*** Opening of Provided records ***

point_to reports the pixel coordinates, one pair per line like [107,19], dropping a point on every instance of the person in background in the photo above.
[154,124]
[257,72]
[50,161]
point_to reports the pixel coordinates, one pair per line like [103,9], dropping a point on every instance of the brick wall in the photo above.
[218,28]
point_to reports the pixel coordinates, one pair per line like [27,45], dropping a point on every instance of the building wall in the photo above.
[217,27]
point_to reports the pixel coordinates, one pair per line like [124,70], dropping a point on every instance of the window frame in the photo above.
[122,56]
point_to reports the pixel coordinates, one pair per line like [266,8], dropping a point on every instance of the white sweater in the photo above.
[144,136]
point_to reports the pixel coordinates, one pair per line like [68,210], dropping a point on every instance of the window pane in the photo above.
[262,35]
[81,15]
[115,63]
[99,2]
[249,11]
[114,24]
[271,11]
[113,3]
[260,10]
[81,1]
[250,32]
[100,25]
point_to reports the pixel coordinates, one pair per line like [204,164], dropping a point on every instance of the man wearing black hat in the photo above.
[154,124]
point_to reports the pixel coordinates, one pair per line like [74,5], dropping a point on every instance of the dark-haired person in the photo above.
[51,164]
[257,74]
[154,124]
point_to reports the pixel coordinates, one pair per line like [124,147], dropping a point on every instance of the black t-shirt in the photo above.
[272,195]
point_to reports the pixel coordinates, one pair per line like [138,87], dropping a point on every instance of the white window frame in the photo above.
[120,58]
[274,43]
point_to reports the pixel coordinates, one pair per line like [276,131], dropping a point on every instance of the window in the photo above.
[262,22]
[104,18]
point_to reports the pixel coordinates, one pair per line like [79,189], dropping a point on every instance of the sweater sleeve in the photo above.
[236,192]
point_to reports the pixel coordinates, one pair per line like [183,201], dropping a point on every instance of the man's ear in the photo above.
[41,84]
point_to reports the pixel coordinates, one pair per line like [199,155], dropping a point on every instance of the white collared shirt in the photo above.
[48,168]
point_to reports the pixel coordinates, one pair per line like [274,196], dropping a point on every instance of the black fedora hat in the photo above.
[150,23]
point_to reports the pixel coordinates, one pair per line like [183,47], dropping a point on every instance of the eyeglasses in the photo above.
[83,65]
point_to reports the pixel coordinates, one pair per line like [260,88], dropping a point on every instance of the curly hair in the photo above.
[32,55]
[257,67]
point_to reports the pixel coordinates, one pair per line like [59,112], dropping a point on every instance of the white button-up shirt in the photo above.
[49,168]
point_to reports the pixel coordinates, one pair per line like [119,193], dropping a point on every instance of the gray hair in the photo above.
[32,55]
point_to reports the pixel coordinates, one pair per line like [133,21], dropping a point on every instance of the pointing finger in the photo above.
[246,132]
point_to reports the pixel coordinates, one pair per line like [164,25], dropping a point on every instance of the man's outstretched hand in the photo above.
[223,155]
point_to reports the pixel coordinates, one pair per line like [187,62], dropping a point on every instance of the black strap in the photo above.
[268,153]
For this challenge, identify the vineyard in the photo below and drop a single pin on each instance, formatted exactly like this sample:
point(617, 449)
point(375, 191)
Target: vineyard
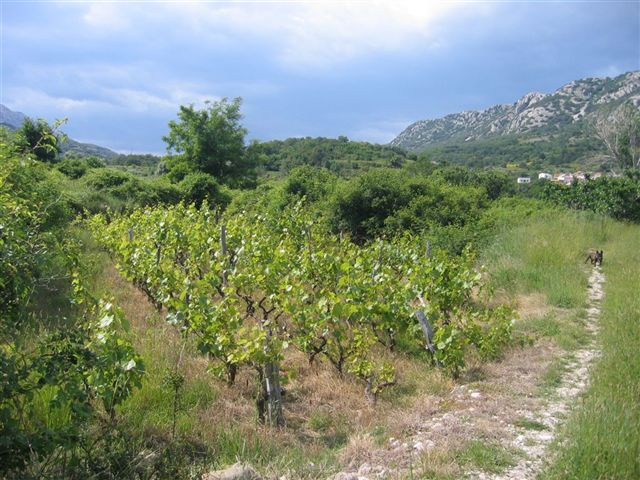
point(249, 288)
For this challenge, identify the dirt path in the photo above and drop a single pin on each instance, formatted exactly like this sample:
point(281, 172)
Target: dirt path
point(503, 409)
point(534, 443)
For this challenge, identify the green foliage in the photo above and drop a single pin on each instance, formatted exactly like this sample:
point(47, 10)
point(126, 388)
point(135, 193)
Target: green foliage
point(389, 202)
point(73, 167)
point(52, 378)
point(201, 187)
point(40, 139)
point(617, 197)
point(211, 141)
point(602, 436)
point(32, 214)
point(250, 286)
point(340, 155)
point(116, 189)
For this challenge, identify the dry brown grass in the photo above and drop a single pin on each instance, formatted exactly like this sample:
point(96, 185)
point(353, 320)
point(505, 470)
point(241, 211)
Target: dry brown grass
point(532, 305)
point(326, 410)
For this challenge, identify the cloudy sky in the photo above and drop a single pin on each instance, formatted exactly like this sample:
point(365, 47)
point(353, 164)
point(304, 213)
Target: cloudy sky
point(118, 70)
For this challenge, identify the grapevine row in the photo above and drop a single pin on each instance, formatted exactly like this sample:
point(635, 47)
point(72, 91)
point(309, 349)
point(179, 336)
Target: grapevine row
point(249, 287)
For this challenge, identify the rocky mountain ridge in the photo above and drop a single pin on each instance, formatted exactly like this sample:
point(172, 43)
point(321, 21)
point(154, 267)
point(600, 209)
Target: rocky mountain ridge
point(535, 112)
point(13, 120)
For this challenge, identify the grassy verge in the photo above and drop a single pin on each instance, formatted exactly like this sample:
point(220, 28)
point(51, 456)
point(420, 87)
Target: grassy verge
point(602, 438)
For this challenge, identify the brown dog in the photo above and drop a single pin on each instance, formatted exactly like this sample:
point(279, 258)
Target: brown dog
point(595, 257)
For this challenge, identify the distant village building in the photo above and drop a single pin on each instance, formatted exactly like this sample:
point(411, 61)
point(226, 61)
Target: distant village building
point(568, 178)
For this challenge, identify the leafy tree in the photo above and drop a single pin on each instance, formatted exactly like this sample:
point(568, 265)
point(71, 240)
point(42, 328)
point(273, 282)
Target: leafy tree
point(39, 138)
point(199, 187)
point(73, 167)
point(211, 140)
point(620, 133)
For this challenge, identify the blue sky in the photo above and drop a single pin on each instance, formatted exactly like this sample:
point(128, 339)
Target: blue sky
point(119, 70)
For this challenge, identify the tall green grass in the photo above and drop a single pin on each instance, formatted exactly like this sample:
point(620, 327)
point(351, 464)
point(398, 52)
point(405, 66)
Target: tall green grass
point(546, 254)
point(602, 438)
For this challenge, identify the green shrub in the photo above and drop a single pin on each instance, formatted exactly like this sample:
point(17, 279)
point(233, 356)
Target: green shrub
point(200, 187)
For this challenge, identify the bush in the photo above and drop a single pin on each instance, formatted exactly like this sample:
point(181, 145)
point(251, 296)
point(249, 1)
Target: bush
point(618, 198)
point(73, 167)
point(201, 188)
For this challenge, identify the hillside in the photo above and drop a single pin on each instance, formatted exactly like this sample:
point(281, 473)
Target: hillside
point(536, 116)
point(13, 120)
point(339, 155)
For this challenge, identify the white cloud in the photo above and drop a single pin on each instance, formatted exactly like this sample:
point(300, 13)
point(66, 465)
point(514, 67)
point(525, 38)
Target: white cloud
point(303, 35)
point(379, 132)
point(106, 16)
point(31, 100)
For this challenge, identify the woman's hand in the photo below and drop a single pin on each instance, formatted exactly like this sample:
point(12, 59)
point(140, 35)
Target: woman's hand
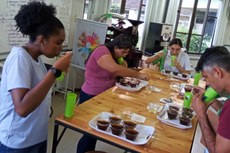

*** Close of Provided records ***

Each line above with the word "below" must be returned.

For this challenge, identify the vineyard in the photo below and drop a single pin on each instance, formatted exactly like this sample:
For this challenge, identify the woman's hand in the photo below and drop a single pin on each instance, formatted exactly like this sample:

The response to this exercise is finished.